▶ [Objectif]:
Répondez à ces questions à partir du passage ci-dessous sur les niveaux d'incidents :
(a) Combien d'incidents de niveau 1 ont été relevés en France en 2006 ?
(b) En quelles années les deux cas de niveau 3 ont-ils été répertoriés en France ?
(c) Quel réacteur a été endommagé en 1980 ?

Niveau 0: écarts par rapport au fonctionnement normal, n’ayant aucune importance en termes de sûreté. Plusieurs centaines d’événements chaque année (842 incidents en 2007, 817 en 2006 en France).
Niveau 1: anomalie en raison d’une défaillance de matériel, d’une erreur humaine ou d’une insuffisance dans l’application des procédures. 86 incidents en 2007, 114 en 2006 en France.
Niveau 2: contamination humaine à l’intérieur du site et « défaillances importantes des dispositions de sécurité ». Un événement recensé, en 2004, en 2005 et en 2006 en France.
Niveau 3: « Très faible » rejet avec exposition du public en deçà des limites prescrites, contamination grave sur la santé d’un travailleur. « Accident évité de peu », avec un défaut des barrières de sécurité. En France, deux cas répertoriés, en 1981 et en 2002.
Niveau 4: Rejet « mineur », avec exposition du public de l’ordre des limites prescrites. A l’intérieur du site, endommagement important du coeur du réacteur et des barrières radiologiques, exposition mortelle d’un travailleur. Un seul cas enregistré en France: l’endommagement en 1980 du réacteur A1 de la centrale de Saint-Laurent.

[Entrées tirées d'une collection]
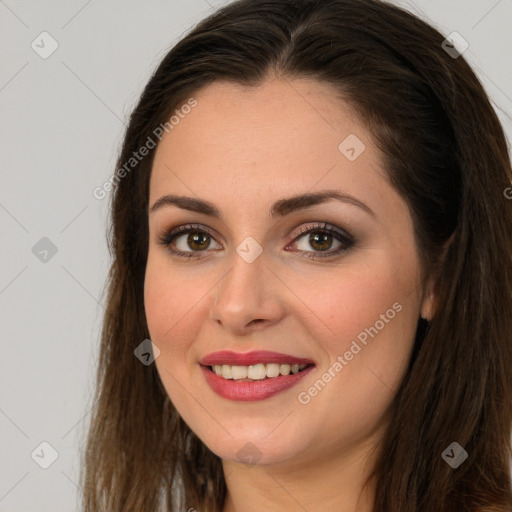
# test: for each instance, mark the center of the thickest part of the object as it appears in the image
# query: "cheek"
(170, 304)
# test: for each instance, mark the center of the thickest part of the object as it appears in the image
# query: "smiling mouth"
(256, 372)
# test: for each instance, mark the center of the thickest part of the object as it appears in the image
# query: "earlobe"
(428, 306)
(429, 303)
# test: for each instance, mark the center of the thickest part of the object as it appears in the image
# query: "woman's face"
(345, 302)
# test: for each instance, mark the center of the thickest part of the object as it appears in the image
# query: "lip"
(246, 391)
(250, 358)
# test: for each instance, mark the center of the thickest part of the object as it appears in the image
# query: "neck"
(328, 481)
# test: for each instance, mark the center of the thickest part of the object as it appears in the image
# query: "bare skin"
(242, 149)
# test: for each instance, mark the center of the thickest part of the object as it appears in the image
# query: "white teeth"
(256, 371)
(284, 369)
(226, 371)
(272, 370)
(239, 372)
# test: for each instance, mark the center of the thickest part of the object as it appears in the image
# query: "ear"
(429, 302)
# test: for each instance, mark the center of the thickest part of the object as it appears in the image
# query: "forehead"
(252, 143)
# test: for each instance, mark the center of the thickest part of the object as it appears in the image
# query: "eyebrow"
(280, 208)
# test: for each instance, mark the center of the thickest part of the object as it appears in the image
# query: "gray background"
(61, 125)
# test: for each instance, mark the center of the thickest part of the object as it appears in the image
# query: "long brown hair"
(444, 151)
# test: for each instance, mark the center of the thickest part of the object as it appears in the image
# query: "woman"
(315, 237)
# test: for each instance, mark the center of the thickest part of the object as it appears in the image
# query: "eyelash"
(347, 240)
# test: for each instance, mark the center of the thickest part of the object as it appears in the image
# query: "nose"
(248, 297)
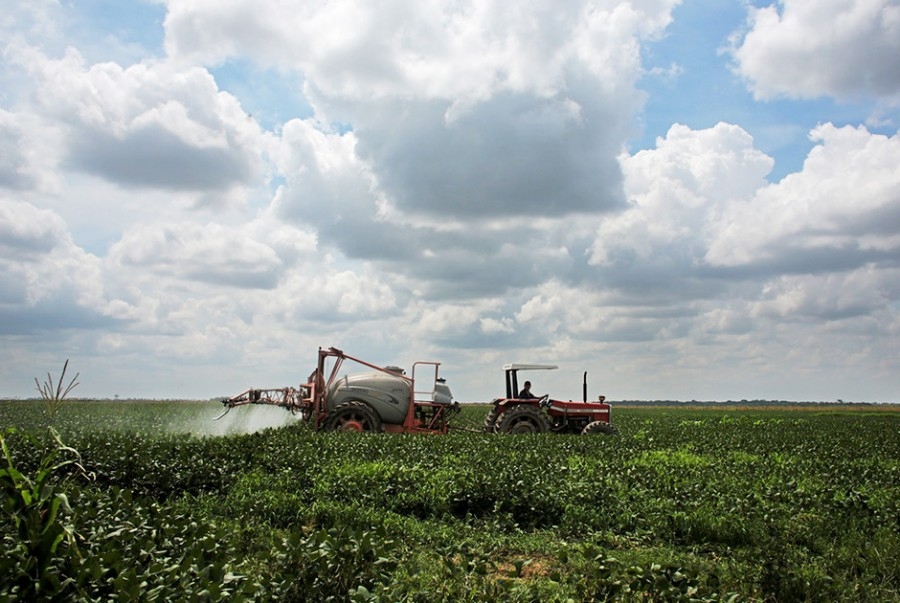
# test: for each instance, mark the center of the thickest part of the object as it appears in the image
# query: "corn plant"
(34, 508)
(54, 395)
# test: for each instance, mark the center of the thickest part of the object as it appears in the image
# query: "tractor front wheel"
(352, 416)
(523, 420)
(598, 427)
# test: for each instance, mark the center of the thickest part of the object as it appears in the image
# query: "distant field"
(782, 503)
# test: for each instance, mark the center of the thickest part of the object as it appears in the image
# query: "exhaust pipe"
(584, 388)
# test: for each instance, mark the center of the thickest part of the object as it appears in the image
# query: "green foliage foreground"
(683, 505)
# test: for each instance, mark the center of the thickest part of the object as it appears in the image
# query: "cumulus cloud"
(208, 253)
(841, 211)
(802, 49)
(47, 281)
(147, 125)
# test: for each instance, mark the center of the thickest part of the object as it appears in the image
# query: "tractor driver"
(526, 394)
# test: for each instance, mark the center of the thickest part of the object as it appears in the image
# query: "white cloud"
(209, 253)
(842, 209)
(147, 125)
(805, 49)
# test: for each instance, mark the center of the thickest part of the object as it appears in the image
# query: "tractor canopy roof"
(516, 366)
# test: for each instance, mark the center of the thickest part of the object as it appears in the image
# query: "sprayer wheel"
(490, 421)
(352, 416)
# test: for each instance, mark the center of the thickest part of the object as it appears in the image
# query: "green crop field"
(155, 501)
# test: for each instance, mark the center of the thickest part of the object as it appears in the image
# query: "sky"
(688, 200)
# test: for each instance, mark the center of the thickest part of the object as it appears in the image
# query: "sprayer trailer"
(380, 399)
(520, 412)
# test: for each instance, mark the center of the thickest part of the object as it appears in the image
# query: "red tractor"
(383, 399)
(514, 414)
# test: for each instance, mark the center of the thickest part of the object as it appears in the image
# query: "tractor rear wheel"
(598, 427)
(352, 416)
(490, 421)
(523, 419)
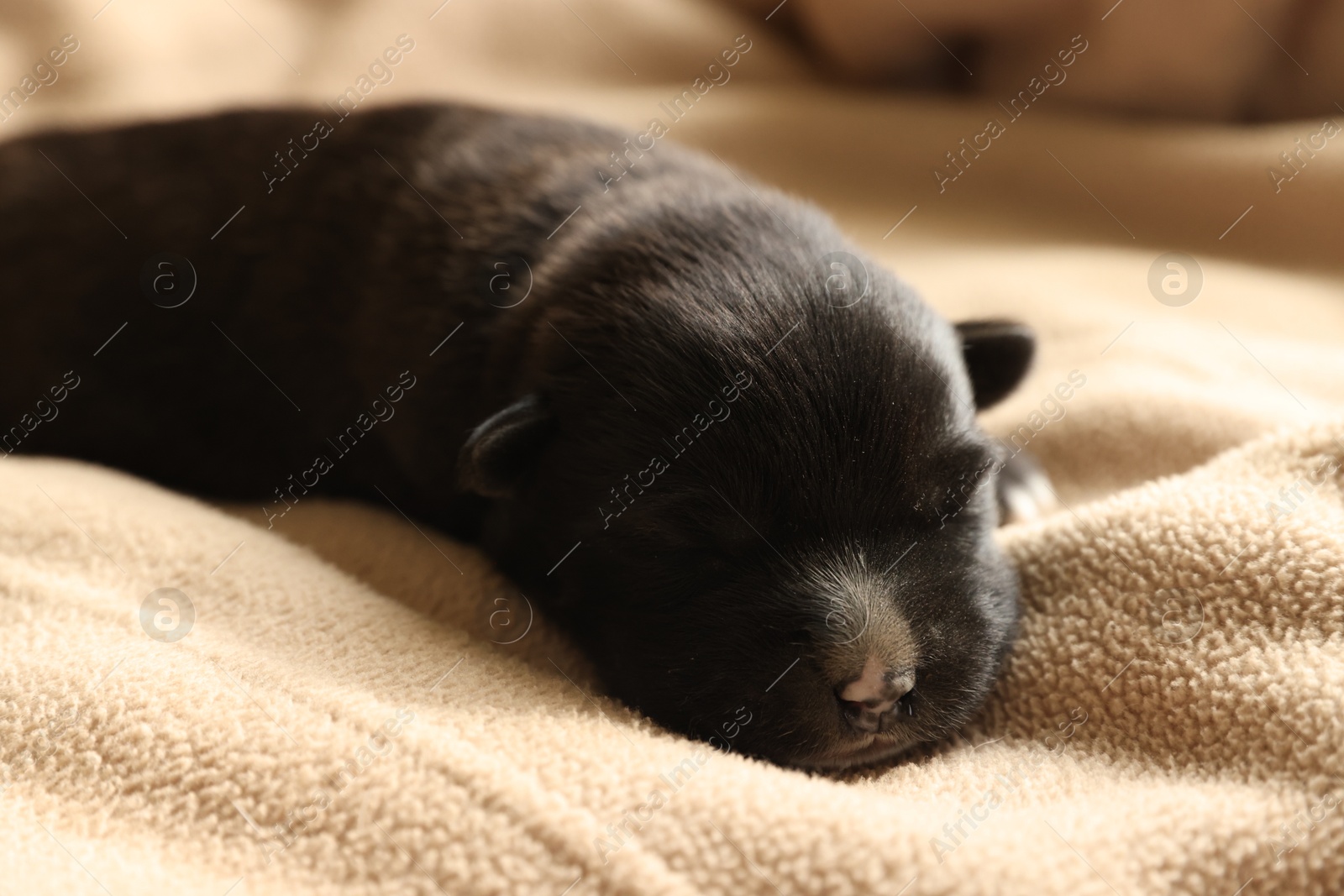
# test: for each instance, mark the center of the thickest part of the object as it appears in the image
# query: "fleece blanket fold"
(349, 703)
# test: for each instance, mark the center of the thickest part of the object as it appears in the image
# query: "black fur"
(770, 473)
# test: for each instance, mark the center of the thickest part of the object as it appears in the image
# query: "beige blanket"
(353, 705)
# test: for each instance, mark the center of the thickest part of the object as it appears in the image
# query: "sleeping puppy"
(734, 459)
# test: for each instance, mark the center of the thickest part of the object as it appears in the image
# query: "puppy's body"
(737, 485)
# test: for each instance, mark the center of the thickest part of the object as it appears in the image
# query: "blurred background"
(1038, 159)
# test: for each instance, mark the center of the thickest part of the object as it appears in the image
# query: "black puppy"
(739, 464)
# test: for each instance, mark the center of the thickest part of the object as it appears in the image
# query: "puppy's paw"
(1025, 490)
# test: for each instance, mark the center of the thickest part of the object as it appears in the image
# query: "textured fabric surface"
(1169, 720)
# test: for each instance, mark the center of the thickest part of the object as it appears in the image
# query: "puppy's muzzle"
(875, 700)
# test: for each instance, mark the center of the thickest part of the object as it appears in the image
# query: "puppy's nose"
(870, 701)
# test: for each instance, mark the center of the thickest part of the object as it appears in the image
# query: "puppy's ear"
(998, 356)
(503, 449)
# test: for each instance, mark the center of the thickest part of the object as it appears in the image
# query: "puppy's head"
(766, 516)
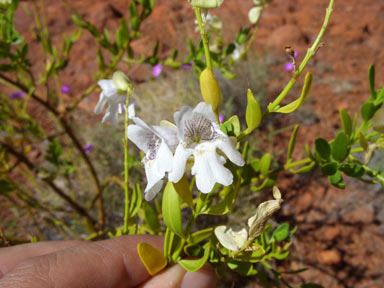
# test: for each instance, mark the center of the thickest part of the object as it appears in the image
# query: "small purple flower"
(88, 148)
(157, 69)
(289, 67)
(65, 89)
(17, 95)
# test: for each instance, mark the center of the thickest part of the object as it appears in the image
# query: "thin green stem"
(310, 53)
(126, 165)
(203, 37)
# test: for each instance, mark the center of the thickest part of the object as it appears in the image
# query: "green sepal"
(171, 210)
(298, 102)
(265, 164)
(371, 79)
(136, 200)
(253, 113)
(322, 148)
(200, 235)
(292, 143)
(196, 264)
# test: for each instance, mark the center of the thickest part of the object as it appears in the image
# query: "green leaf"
(371, 78)
(265, 164)
(322, 148)
(6, 186)
(232, 126)
(136, 200)
(195, 264)
(224, 206)
(363, 141)
(151, 217)
(352, 170)
(298, 102)
(368, 110)
(253, 113)
(339, 147)
(329, 168)
(200, 235)
(292, 142)
(281, 233)
(346, 121)
(337, 180)
(152, 258)
(242, 268)
(171, 210)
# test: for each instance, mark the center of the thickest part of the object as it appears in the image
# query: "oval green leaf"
(152, 258)
(339, 147)
(253, 113)
(322, 148)
(195, 264)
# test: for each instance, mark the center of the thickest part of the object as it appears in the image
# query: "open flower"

▶ [Réponse attendue]:
(a) 114 incidents.
(b) En 1981 et en 2002.
(c) Le réacteur A1 de la centrale de Saint-Laurent.